- Opening Delimiter -

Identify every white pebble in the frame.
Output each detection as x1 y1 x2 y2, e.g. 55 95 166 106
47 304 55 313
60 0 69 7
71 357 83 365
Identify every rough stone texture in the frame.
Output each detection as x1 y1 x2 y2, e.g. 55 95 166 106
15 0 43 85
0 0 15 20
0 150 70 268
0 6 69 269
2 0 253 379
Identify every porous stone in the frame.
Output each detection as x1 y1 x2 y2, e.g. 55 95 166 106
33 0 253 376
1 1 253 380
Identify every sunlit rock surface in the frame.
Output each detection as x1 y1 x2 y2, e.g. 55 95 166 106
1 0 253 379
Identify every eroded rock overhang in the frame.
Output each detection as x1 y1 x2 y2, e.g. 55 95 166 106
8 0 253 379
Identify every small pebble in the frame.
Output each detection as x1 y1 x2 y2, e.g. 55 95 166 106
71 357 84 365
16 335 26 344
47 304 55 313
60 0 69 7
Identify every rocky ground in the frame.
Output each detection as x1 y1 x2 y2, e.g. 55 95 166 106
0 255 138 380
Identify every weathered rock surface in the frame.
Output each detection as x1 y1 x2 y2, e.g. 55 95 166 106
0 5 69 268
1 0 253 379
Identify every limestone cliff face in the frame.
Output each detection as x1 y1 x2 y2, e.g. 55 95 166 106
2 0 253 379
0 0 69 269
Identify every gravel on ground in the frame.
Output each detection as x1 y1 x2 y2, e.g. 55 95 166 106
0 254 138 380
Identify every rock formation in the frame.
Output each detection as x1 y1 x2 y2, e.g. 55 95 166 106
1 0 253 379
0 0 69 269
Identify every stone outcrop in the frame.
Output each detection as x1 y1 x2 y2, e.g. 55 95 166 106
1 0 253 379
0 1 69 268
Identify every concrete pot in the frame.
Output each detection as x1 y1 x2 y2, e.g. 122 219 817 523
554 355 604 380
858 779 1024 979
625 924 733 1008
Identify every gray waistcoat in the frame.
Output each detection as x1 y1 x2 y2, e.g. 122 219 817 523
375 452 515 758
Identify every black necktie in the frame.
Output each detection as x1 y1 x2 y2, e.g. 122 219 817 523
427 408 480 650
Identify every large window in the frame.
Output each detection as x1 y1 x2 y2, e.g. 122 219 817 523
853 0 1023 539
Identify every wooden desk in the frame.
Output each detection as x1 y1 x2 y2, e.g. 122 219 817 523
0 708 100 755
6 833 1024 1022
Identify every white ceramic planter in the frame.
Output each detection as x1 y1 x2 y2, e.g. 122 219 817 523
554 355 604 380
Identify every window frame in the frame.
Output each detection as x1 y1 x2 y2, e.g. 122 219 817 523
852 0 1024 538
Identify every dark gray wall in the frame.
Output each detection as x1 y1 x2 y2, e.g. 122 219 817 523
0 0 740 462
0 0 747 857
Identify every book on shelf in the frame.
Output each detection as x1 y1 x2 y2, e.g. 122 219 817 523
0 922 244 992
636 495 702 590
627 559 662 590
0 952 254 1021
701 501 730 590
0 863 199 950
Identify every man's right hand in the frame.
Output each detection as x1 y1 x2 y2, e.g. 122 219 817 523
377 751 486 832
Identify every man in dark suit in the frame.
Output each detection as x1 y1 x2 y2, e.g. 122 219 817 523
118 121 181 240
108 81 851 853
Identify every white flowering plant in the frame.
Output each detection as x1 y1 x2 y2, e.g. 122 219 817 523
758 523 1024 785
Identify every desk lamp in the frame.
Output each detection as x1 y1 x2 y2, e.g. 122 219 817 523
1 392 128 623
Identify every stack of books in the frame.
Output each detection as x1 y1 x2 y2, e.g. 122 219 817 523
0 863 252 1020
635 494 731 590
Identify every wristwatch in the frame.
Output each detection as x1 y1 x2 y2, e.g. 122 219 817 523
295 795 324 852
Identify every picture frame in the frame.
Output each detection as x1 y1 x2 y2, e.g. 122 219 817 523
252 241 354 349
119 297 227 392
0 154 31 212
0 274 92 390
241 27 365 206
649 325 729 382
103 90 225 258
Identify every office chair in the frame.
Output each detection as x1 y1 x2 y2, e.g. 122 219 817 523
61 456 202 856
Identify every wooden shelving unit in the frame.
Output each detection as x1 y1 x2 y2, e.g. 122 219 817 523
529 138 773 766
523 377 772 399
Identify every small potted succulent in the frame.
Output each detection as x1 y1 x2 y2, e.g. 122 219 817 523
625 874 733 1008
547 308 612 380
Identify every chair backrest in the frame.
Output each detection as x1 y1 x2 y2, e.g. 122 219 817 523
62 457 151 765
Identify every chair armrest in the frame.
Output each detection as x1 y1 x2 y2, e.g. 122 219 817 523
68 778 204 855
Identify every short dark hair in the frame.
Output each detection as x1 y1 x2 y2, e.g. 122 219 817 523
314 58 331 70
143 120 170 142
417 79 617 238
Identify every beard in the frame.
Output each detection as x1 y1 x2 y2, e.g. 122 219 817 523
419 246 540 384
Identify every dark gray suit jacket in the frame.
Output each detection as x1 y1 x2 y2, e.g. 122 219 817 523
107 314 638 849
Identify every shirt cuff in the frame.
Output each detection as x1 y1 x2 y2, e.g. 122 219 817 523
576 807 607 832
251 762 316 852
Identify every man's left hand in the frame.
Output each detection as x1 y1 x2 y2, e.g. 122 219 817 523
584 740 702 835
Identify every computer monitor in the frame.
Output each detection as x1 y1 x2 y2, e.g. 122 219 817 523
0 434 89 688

- Closing Delimiter -

__INSTRUCTIONS FOR THE TASK__.
A faithful copy of every record is required; output it in full.

__EXERCISE SOLUTION__.
Identify every white pebble in the frame.
Output each detection as x1 y1 x2 y2, e.g. 55 95 166 106
47 304 55 313
60 0 69 7
71 357 83 365
Identify every rough stone texture in the frame.
Output each detection as x1 y1 x2 y2, e.g. 55 95 166 106
15 0 43 85
0 0 15 20
0 150 70 268
0 6 69 269
2 0 253 379
Identify every porous stone in the frame.
Output each detection as x1 y1 x2 y2, e.g. 55 95 166 106
33 0 253 376
1 1 253 380
Identify every sunlit rock surface in the frame.
Output each detection as x1 y1 x2 y2, e.g. 55 95 166 106
1 0 253 379
Identify every eroded rock overhang in the frame.
Output each detection as x1 y1 x2 y2, e.g. 55 95 166 106
8 0 253 379
Identify every small pebble in the frame.
Output each detection as x1 y1 x2 y2, e.g. 55 95 166 106
71 357 84 365
16 335 26 344
47 304 55 313
60 0 69 7
Identify every rocky ground in the frame.
Output each detection as x1 y1 x2 y2, e.g. 55 95 166 106
0 255 138 380
Identify every weathered rock surface in the frame.
Output each detection as x1 y1 x2 y2, e.g. 55 95 166 106
0 5 69 268
1 0 253 379
Identify every limestone cliff face in the frame.
Output each detection as x1 y1 x2 y2, e.g. 55 95 166 106
2 0 253 379
0 0 69 269
Identify every gravel on ground in the frame.
Output each detection as x1 y1 x2 y2, e.g. 55 95 166 106
0 254 138 380
Identify every rock formation in the frame.
Output each detection as x1 y1 x2 y2, e.g. 55 95 166 106
1 0 253 379
0 0 69 269
Identify every stone outcrop in the frame.
Output each detection as x1 y1 x2 y2, e.g. 55 95 166 106
1 0 253 379
0 1 69 268
Identify every concrete pot in the frame.
Output each detection as x1 y1 x2 y2, e.g. 122 219 817 523
554 355 604 380
858 779 1024 979
625 924 733 1008
Identify every gray waistcoat in the frame.
Output each detection as x1 y1 x2 y2, e.g. 122 219 817 523
375 452 515 758
Identify every black necktie in the frame.
Output each detection as x1 y1 x2 y2, e.g. 122 219 817 523
427 408 480 650
Identify every large window in the frame.
Output each detection as x1 y1 x2 y2, e.g. 122 219 817 523
853 0 1023 539
Identify every wooden desk in the frame.
Output each detection as x1 y1 x2 y2, e.g. 122 219 817 523
0 708 100 755
6 833 1024 1022
Identify every white ceramic planter in the frame.
Output each detection as x1 y1 x2 y2, e.g. 122 219 817 523
554 355 604 380
Identify every window frame in the frame.
Output each detection as x1 y1 x2 y2, e.g. 122 219 817 523
852 0 1024 538
Identify every dark gray wall in the frame.
Output each detection as x1 y1 x2 y2, e.g. 122 219 817 523
0 0 740 462
0 0 747 857
Identify every book on shelf in the frame.
Output each detection as x1 y1 x2 y2, e.g. 122 219 817 523
0 922 244 992
636 495 702 590
627 559 662 590
0 952 254 1021
701 501 730 590
0 863 199 950
Identify every man's right hand in the frame.
Output each detection as x1 y1 x2 y2, e.g. 122 219 817 523
377 751 486 832
Identify every man in dark suit in the frame.
Output each detection as x1 y1 x2 y2, e.g. 122 219 817 523
118 121 181 240
108 81 851 853
Identify every white flowering plant in the frame.
Output each detection as x1 y1 x2 y2, e.g. 122 219 817 523
758 523 1024 785
Identify every desk lamp in the frame.
Output each detection as x1 y1 x2 y2, e.g. 122 219 817 523
1 392 128 623
Identify every stack of books in the frame.
Output each detection as x1 y1 x2 y2, e.g. 122 219 817 523
0 863 252 1020
635 494 731 590
Identify every wristwatch in the frame.
Output each detection as x1 y1 x2 y2, e.g. 122 219 817 523
295 795 324 852
Identify every picture frame in the frame.
Output each detection as x1 y1 x2 y2, e.g. 122 219 817 523
252 241 354 349
119 297 227 392
0 154 31 212
0 274 92 390
241 27 365 206
649 325 729 382
103 90 225 258
Identify every office chair in the frame.
Output each detection as x1 y1 x2 y2, e.g. 122 219 817 523
61 456 202 856
Identify every wooden shelving unit in the frame.
Output each detection as x1 y1 x2 y2, e.g. 122 219 817 523
529 138 773 766
523 377 772 399
Identify every small potted succulent in the frame.
Output each detection as x1 y1 x2 y2, e.g. 122 219 817 523
625 874 733 1008
547 308 612 380
Identify every chair backrest in the frame.
Output each detection as x1 y1 x2 y2, e.g. 122 219 817 523
62 457 151 765
Identify every chair armrest in the frame.
Output each detection as x1 y1 x2 y2, e.g. 122 219 817 523
68 778 204 855
Identify every short dark hair in the frame.
Output each detection as x1 y1 x2 y2, e.g. 122 219 817 523
314 58 331 70
143 120 170 142
417 79 617 238
Identify every beard in the frame.
Output each detection as x1 y1 x2 y2, e.g. 122 219 817 523
419 246 540 384
Identify every dark gray suit jacket in the frame.
Output each detection as x1 y1 x2 y2, e.g. 122 219 817 523
107 314 638 849
Identify every shirt cuff in the frame.
Output each detection as x1 y1 x2 y2, e.g. 122 219 817 523
576 807 607 832
251 762 316 852
Identify every man's left hand in the frame.
Output each detection as x1 y1 x2 y2, e.g. 122 219 817 523
584 740 702 835
Identify every computer monitor in the frame.
Output each detection as x1 y1 x2 y2, e.g. 122 219 817 523
0 434 89 688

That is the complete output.